— begin —

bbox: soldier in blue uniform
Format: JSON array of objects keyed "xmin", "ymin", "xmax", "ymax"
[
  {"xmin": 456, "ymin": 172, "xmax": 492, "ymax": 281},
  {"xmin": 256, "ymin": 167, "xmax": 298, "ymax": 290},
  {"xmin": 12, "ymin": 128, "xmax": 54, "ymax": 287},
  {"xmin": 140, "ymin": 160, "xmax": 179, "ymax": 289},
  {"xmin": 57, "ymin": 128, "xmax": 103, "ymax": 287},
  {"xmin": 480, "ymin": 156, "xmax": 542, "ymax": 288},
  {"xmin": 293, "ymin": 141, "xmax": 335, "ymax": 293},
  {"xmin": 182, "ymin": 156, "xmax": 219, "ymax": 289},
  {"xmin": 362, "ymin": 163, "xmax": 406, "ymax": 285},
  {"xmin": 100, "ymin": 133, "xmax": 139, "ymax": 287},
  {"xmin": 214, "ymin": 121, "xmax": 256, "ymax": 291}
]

— end —
— begin —

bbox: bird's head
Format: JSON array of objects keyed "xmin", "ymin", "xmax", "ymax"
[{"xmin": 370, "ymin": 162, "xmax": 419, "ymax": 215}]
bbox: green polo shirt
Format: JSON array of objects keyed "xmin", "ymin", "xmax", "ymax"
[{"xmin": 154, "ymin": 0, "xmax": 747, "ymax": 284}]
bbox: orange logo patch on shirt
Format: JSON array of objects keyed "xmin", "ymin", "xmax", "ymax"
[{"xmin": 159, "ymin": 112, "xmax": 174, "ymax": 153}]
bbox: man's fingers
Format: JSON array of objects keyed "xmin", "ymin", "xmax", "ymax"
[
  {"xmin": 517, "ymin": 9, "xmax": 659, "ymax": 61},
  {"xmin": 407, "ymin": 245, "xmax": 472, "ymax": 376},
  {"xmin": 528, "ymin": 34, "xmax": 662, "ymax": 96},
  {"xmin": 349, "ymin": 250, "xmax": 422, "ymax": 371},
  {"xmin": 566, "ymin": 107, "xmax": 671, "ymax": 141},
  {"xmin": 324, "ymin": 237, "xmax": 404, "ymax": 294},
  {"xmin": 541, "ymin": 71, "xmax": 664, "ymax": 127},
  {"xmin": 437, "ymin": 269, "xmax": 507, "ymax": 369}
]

— end —
— begin —

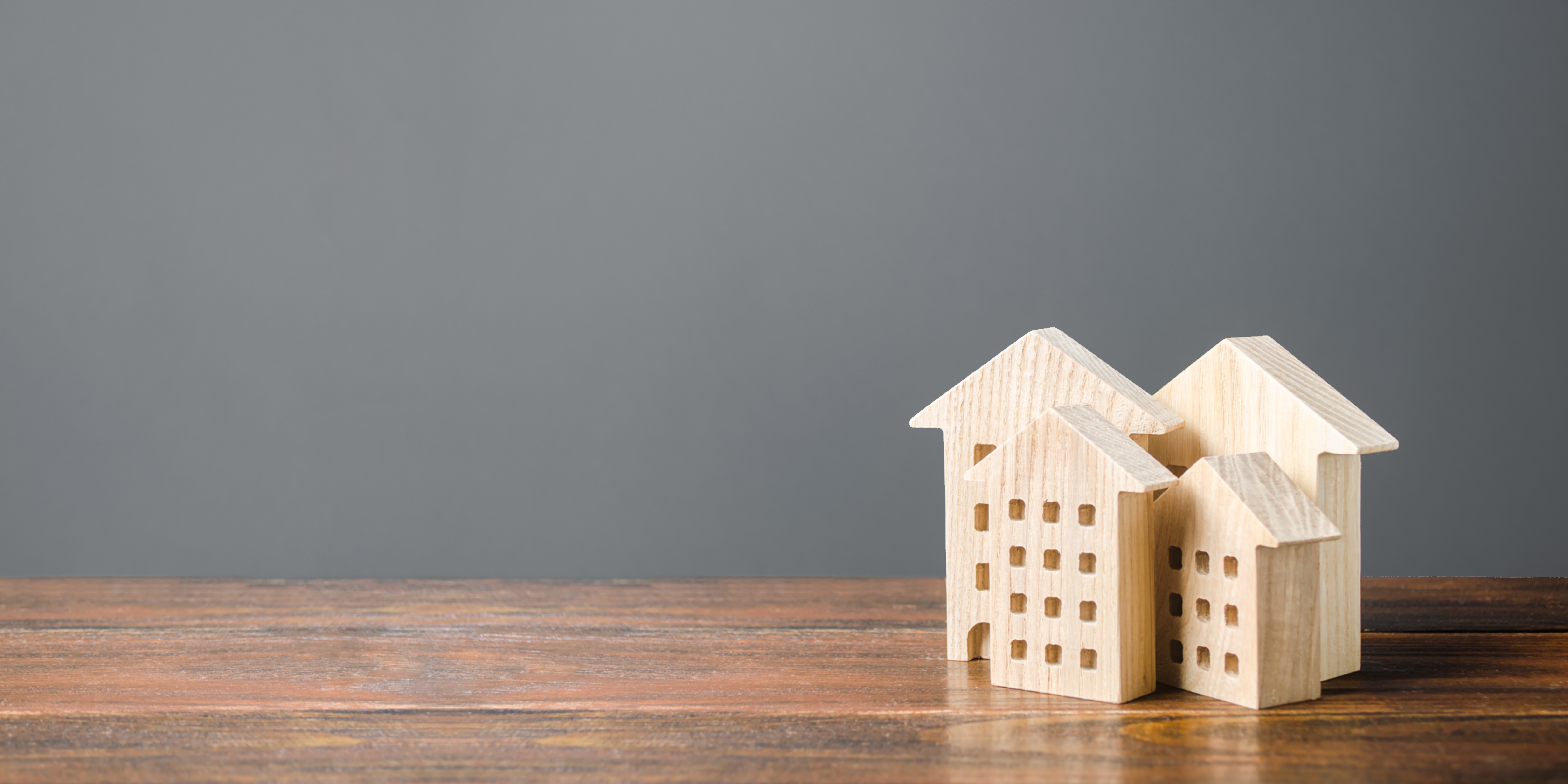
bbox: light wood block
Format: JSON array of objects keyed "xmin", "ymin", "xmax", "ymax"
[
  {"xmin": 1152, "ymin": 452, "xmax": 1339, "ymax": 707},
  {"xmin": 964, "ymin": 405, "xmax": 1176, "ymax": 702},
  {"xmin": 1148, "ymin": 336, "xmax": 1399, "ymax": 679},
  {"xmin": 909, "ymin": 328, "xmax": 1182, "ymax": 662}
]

— end —

Stated goal
Pick out every line of the records that contains the word "shirt", and copy each of those lines in full.

Result for this task
bbox: green polo shirt
bbox: orange logo patch on shirt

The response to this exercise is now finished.